For every line in the records that has the word "provide", make a copy.

Stored entries:
——————
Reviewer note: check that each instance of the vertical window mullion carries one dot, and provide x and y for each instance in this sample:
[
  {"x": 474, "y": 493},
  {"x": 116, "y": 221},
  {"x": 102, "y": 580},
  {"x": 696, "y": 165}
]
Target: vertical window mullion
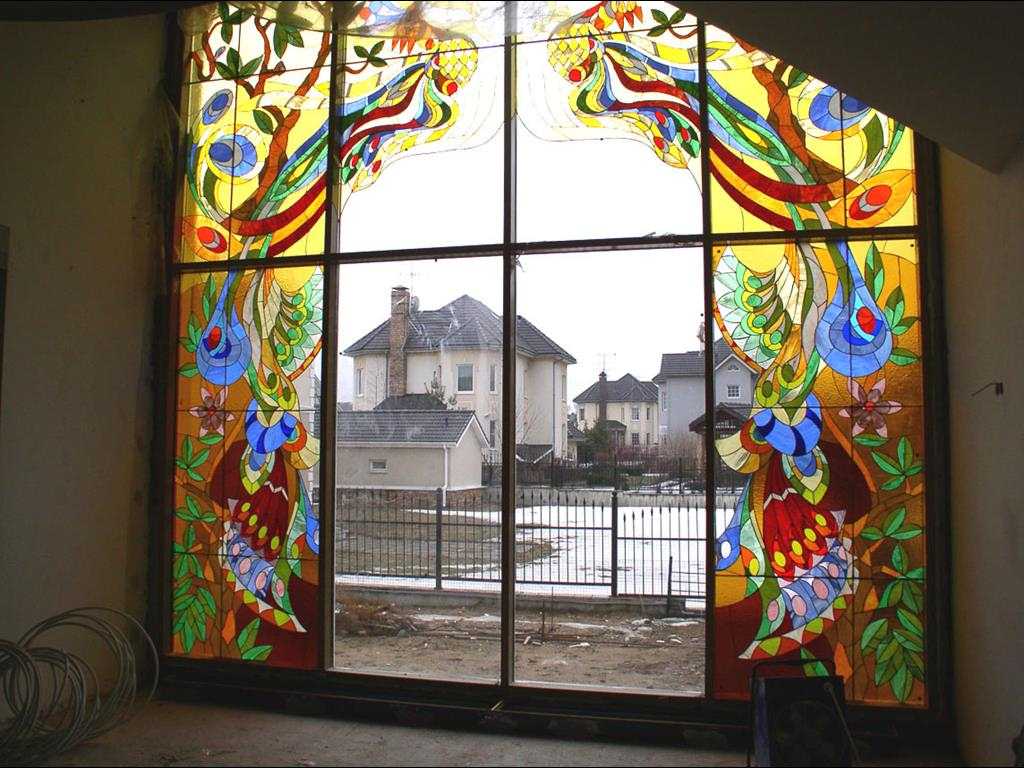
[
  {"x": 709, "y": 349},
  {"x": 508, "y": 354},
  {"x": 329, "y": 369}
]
——————
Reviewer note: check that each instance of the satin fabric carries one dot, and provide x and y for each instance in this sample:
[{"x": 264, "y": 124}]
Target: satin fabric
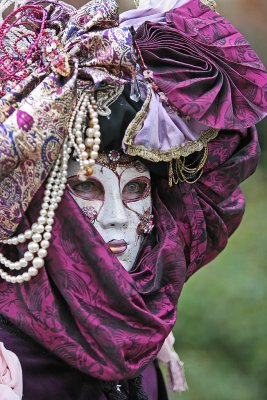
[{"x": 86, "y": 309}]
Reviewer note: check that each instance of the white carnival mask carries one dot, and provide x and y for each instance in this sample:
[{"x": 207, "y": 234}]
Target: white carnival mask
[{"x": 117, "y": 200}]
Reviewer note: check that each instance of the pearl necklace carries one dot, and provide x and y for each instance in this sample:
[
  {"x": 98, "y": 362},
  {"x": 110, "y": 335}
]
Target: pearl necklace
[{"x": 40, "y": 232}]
——————
Solution below:
Reviewer note: check that each instance of the vertical window mullion carries one dot, and provide x and y for each instance in this sample:
Reviewer note: check that each instance of the satin fabric carries one dot, and provide x and y for each instance in this sample:
Reviewer note: check that each instance of the white carnival mask carries one dot, and provide x and y for each instance in this sample:
Reviewer note: check that each instance of the pearl necklace carries one dot, and provide x and y for each instance in this sample:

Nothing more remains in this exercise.